If we have the ambition to make predictions about how climate change might influence herbivore damage in the future, an understanding of the causes behind patterns of herbivory in relation to climate is crucial. We suggest that novel attempts to look for patterns in insect herbivory over climatic gradients should also include estimates of responses at the third trophic level. How this should be studied more explicitly will depend on the systems involved. Cage experiments could be used in many cases where the access of natural enemies to the cages is manipulated, to study the survival and performance of common insect herbivores that occur in the whole study area. This would give an estimate of plant quality effects and predator pressure in the area. The impact of different natural enemies (e.g. predators and parasitoids) can be separated with cleverly designed experiments that involve different types of cages. To use the cage method for estimating the relative contribution of bottom-up and top-down effects properly, one has to account for possible non-additive effects (Moreau et al. 2006). An alternative method is to experimentally study the disappearance rate of individuals in different introduced insects’ life-stages (eggs, larvae or pupae) in a range of study sites. However, these two methods mainly measure the pressure from predation and miss the effect of parasiotoids and disease. Despite this, predation pressure may be a good enough measure of interactions with a third trophic level, considering the fact that it has recently been recognized that the combined effect of several species of generalist predators may actually regulate the densities of many insect herbivores (Symondson, Sunderland & Greenstone 2002). To date, there are very few studies on how trophic interactions are affected by temperature in terrestrial habitats. A well-designed experiment – involving two plant types (herbs and grasses), one dominant herbivore (grasshopper) and two common predators (spiders) showed that experimental warming strengthened the effect of single predators (Barton & Schmitz 2009). Eventually, intraguild predation leads to the extinction of one of the spider species. A loss of predator diversity as a consequence of warming may have large consequences for the function and the stability of food webs.

Natural-language object grounding lines
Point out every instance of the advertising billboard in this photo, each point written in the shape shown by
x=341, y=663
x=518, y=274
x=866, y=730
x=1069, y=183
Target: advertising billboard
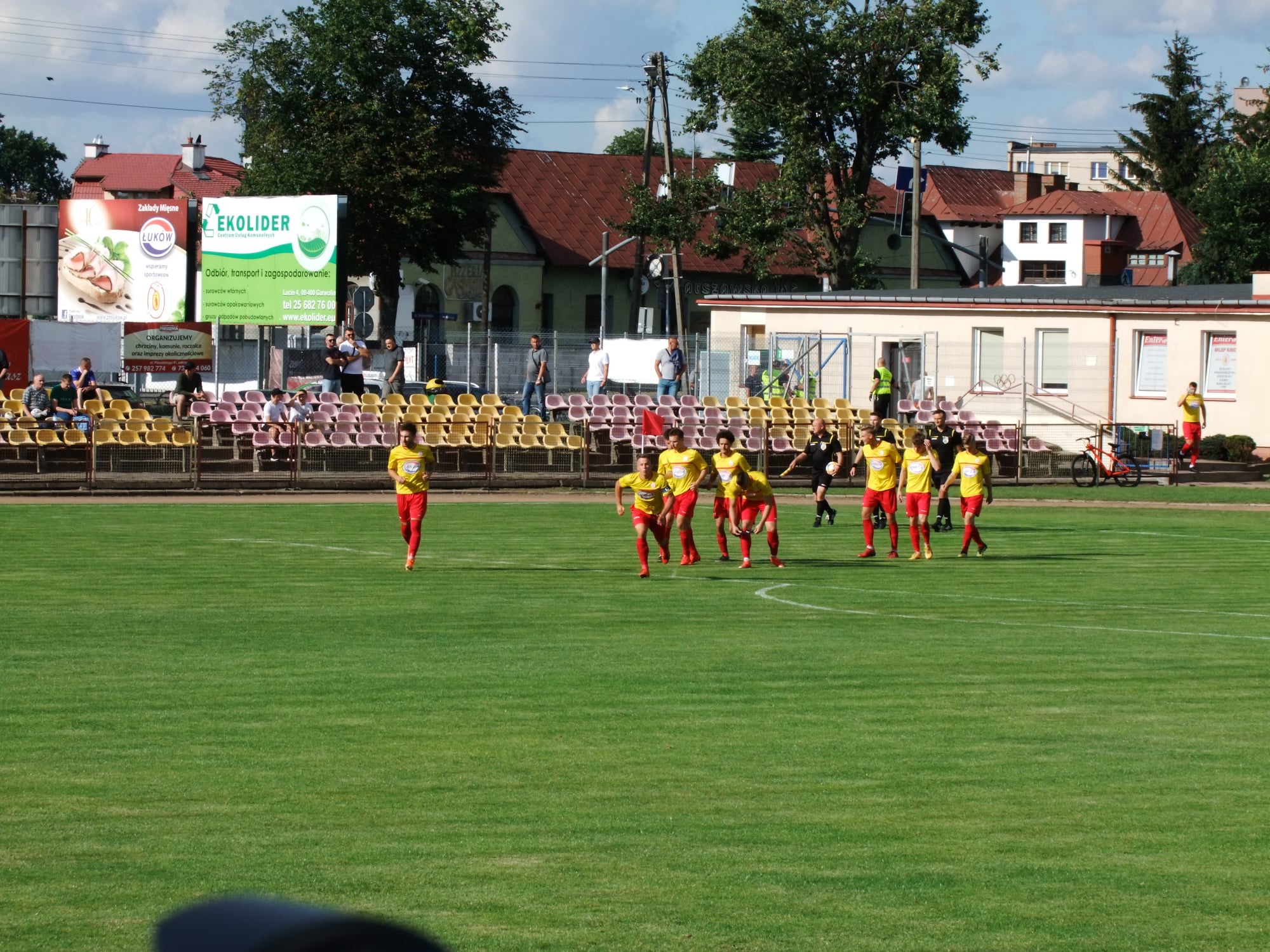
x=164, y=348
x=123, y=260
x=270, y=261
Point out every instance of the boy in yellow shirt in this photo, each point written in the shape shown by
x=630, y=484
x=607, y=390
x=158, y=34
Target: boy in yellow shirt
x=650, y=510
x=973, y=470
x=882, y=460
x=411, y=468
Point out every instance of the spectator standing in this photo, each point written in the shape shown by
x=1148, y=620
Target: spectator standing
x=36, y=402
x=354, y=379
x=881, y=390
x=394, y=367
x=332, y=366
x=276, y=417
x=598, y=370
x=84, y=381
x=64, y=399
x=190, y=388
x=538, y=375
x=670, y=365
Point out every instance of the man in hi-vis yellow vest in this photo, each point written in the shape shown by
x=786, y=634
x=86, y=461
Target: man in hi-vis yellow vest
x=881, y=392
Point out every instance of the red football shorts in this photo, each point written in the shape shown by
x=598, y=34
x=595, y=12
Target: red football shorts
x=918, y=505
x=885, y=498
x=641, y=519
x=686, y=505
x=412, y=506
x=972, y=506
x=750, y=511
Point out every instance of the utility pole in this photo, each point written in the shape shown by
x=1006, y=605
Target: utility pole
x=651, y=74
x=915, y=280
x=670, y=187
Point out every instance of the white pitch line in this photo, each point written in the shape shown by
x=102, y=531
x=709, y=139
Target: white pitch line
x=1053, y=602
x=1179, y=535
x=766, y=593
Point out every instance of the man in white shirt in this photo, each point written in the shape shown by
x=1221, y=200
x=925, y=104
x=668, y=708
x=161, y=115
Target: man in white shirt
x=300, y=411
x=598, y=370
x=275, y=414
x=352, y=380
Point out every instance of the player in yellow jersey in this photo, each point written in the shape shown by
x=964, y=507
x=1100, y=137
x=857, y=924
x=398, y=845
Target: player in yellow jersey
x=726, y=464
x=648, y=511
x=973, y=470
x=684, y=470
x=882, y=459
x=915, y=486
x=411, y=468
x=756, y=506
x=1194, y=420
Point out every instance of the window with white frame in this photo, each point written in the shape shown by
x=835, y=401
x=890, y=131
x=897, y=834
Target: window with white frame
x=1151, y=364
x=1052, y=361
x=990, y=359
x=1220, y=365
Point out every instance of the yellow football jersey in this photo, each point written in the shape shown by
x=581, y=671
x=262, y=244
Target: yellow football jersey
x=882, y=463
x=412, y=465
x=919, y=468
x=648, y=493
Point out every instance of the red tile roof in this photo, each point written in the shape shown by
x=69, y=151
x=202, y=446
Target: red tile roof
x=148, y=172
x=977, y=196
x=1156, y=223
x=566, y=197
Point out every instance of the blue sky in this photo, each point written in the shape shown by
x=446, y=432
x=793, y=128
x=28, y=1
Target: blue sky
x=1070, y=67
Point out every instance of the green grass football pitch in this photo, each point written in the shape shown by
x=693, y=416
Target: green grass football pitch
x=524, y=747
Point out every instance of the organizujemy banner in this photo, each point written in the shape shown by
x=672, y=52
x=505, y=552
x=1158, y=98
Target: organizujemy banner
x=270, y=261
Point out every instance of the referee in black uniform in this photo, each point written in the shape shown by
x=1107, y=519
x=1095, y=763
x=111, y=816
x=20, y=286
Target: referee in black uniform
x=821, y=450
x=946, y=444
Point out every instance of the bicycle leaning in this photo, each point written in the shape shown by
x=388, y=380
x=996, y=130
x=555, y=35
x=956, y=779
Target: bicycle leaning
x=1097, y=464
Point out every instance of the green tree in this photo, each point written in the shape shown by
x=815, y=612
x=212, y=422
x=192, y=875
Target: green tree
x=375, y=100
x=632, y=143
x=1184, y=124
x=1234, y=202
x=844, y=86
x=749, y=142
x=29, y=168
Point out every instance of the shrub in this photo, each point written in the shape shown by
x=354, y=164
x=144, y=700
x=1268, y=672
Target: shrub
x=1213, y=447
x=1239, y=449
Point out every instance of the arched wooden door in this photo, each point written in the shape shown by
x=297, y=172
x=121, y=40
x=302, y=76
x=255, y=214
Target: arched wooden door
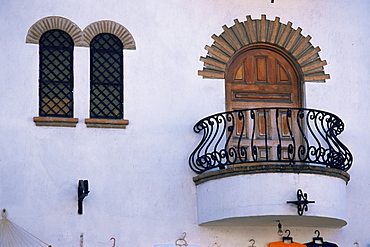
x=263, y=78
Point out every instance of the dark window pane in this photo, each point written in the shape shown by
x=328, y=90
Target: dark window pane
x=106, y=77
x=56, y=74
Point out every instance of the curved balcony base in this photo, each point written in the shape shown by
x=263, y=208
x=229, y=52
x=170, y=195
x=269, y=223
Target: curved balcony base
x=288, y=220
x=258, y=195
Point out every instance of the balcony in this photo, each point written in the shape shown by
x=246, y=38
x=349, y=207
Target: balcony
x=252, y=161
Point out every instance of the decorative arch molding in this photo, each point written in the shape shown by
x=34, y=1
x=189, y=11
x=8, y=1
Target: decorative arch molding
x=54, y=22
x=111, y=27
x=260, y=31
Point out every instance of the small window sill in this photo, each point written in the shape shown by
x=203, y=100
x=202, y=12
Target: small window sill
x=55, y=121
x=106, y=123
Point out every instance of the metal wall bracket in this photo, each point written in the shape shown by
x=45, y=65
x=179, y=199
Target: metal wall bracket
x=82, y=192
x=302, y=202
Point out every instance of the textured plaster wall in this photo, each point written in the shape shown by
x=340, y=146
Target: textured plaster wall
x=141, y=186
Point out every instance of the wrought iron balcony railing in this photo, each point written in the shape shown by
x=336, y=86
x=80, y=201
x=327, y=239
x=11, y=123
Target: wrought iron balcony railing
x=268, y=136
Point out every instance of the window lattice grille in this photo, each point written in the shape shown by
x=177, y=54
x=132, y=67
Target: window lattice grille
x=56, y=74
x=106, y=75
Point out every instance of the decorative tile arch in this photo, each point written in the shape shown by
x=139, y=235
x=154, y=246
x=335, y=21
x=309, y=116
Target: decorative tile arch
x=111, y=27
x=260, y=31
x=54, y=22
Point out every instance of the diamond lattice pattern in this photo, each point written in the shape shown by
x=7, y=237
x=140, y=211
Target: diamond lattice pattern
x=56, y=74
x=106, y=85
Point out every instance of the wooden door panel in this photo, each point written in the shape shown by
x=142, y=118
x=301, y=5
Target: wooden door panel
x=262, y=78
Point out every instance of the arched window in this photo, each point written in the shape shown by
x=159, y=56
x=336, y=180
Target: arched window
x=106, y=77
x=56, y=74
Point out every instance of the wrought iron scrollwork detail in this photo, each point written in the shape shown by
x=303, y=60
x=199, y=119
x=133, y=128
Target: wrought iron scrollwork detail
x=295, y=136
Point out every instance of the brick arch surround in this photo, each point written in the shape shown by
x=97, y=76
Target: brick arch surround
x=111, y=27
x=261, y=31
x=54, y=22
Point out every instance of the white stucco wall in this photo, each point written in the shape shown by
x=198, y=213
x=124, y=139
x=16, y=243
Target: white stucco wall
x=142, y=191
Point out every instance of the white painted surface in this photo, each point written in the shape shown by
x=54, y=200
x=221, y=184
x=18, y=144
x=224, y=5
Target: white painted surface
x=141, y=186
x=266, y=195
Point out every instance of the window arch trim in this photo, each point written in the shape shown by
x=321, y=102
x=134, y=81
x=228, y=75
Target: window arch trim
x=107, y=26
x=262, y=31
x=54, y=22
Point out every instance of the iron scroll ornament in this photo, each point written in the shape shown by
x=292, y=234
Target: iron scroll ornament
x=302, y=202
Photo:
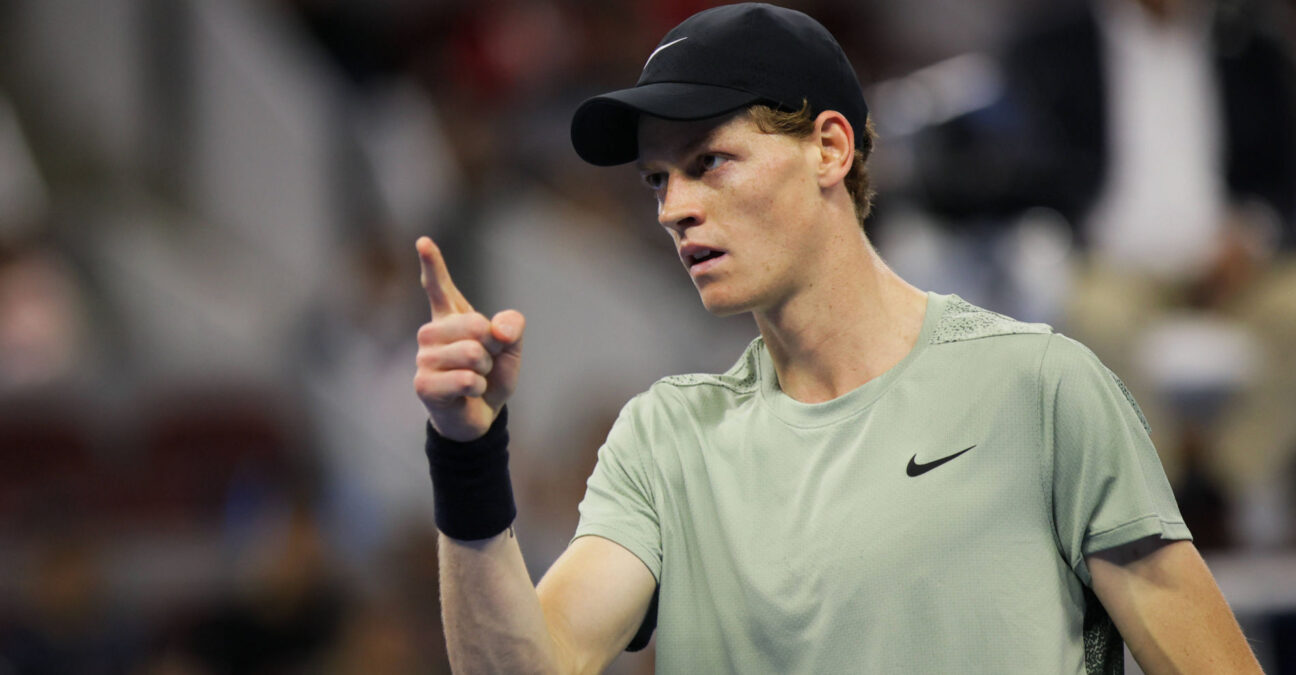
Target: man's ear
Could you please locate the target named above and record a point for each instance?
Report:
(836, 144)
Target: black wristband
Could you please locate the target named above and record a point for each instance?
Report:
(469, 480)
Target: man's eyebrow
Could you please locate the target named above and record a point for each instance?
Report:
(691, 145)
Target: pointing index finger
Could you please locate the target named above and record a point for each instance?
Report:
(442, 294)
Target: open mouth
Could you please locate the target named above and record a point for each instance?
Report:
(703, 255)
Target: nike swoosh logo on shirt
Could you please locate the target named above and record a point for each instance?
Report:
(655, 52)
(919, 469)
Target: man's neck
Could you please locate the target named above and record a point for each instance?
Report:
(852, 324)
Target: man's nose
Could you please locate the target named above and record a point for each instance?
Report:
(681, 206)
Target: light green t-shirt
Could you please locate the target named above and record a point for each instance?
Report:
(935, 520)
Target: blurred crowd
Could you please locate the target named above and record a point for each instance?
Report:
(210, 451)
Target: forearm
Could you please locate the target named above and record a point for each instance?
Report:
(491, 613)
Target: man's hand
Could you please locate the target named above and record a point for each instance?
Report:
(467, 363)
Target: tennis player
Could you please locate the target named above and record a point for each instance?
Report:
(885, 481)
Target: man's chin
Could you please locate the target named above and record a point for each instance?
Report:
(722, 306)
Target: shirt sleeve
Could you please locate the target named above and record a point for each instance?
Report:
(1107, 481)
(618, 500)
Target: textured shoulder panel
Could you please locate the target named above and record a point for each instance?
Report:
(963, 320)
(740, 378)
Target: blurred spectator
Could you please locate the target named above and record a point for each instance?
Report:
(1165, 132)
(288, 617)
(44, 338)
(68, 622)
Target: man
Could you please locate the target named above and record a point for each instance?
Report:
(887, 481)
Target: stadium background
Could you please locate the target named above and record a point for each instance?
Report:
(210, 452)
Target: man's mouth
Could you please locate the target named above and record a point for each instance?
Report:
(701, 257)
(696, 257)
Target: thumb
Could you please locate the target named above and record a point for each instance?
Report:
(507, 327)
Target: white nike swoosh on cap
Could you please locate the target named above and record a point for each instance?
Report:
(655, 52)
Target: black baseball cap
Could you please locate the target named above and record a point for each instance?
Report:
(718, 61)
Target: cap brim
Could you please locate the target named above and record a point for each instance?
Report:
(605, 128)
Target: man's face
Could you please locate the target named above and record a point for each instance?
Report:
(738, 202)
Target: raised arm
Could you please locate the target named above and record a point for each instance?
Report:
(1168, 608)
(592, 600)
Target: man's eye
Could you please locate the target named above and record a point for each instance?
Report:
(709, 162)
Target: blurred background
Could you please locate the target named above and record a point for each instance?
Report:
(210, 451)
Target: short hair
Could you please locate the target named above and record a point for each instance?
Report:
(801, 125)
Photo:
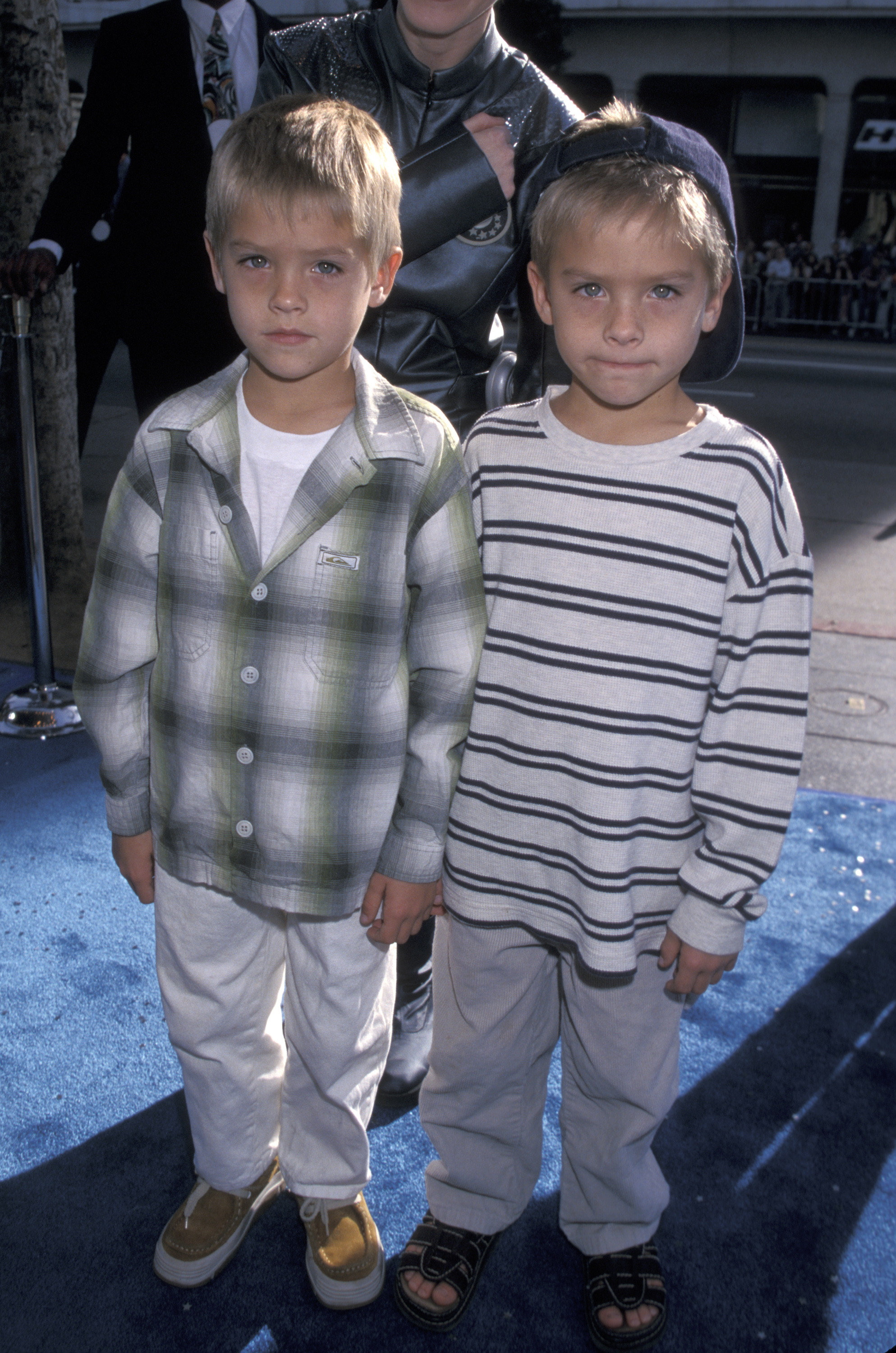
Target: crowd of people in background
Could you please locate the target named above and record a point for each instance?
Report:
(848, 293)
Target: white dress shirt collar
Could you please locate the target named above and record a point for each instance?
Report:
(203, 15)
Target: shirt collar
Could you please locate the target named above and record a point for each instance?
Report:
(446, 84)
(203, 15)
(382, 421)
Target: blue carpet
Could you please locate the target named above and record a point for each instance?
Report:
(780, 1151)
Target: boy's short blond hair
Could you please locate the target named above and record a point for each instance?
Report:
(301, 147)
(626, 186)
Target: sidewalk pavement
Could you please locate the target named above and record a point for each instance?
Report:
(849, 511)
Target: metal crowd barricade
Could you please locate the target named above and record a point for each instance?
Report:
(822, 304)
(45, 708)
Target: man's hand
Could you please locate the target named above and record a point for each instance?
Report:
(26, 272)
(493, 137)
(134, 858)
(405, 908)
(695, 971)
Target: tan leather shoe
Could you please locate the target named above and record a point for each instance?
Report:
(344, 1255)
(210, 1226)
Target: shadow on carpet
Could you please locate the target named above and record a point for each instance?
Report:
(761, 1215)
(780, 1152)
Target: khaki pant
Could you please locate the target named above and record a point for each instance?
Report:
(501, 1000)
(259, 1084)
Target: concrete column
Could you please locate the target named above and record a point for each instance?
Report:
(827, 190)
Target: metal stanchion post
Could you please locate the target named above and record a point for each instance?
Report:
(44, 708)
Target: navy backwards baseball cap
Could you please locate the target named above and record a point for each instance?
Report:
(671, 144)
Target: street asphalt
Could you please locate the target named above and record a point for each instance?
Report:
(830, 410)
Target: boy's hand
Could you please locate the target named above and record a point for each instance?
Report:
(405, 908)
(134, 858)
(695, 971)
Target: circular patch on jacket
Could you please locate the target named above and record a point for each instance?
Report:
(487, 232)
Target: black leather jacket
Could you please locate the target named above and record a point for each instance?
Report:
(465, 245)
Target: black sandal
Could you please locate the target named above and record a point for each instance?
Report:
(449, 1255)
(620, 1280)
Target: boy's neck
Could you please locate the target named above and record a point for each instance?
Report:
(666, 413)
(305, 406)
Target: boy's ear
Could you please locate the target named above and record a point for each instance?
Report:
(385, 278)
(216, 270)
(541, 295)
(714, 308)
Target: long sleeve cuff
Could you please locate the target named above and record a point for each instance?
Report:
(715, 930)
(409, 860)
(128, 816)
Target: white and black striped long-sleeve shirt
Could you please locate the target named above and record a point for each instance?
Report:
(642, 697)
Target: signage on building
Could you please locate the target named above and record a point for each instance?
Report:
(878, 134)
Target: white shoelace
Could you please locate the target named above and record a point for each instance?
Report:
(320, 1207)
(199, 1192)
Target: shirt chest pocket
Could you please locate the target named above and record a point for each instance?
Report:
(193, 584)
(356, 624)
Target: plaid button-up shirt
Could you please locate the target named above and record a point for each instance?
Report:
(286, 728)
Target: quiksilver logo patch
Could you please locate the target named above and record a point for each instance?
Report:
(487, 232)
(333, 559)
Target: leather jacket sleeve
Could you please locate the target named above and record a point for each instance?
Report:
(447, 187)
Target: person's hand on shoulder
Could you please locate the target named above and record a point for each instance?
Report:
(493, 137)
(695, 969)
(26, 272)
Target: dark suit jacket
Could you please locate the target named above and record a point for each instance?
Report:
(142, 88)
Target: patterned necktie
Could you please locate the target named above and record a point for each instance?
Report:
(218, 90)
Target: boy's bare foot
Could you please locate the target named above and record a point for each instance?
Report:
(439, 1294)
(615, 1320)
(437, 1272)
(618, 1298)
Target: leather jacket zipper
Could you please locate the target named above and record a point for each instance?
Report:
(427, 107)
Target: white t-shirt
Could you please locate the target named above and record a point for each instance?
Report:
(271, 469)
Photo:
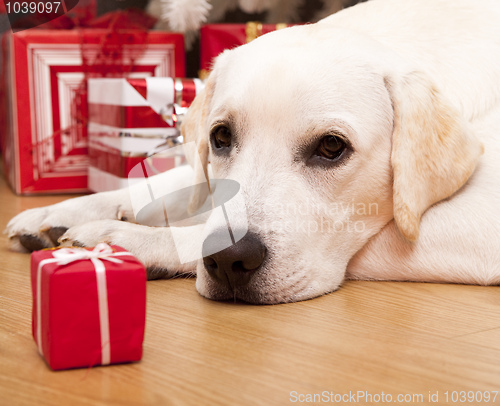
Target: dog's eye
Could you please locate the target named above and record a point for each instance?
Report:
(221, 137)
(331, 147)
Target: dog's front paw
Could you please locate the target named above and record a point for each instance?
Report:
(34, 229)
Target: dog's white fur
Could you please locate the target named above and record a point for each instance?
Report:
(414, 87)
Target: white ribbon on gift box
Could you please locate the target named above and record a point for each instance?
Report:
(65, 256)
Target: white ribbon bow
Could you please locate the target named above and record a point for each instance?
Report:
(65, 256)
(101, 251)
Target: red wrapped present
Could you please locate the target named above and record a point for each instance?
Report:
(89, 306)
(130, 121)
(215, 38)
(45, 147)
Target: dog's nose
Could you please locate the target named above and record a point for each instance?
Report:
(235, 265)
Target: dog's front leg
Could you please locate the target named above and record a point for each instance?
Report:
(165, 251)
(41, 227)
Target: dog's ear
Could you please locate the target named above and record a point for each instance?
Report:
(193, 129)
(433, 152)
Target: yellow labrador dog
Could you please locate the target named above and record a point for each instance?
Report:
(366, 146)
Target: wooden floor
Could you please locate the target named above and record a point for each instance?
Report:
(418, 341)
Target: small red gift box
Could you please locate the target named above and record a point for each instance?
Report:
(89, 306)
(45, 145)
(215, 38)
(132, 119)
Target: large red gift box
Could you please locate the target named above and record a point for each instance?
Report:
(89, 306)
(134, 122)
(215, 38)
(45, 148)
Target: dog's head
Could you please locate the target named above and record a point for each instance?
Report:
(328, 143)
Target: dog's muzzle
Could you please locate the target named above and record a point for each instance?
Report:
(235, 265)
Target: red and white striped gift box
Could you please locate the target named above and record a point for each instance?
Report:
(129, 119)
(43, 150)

→ Activities:
1) Answer these questions from the passage on insect herbivory and climate:
(a) Which two plant types were included in the warming experiment by Barton & Schmitz?
(b) Which effects do the cage method and the disappearance-rate method mainly miss?
(c) Which work is cited on the need to account for possible non-additive effects?
2) Continue the passage on insect herbivory and climate from its last sentence.
These lines are separate material and have no connection to the passage on insect herbivory and climate.

→ Task-by-task results:
1)
(a) Herbs and grasses.
(b) The effect of parasitoids and disease.
(c) Moreau et al. 2006.

2)
Even more could be gained in our understanding of patterns of folivory if we knew the species involved. It would then be possible to study leaf damage at the edge of the distribution area of the plants, and from the colonizations and re-colonizations of herbivores, predators and parasitoids in these patches we would acquire a greater understanding of the dynamics of the different trophic levels. A carefully planned study would make it possible to unearth the mechanisms behind the observed insect folivory in different climates.
If theories on abiotic effects on biotic interactions of plant and insects were incorporated in studies on climate effects, we would achieve a greater understanding of how herbivores and their predators affect plant systems in a changing climate. We therefore emphasize the importance and benefits of greater collaboration between entomologists and plant ecologists. Such collaborations are becoming increasingly valuable as interactions between changes in climate and land-use patterns result in complex system responses.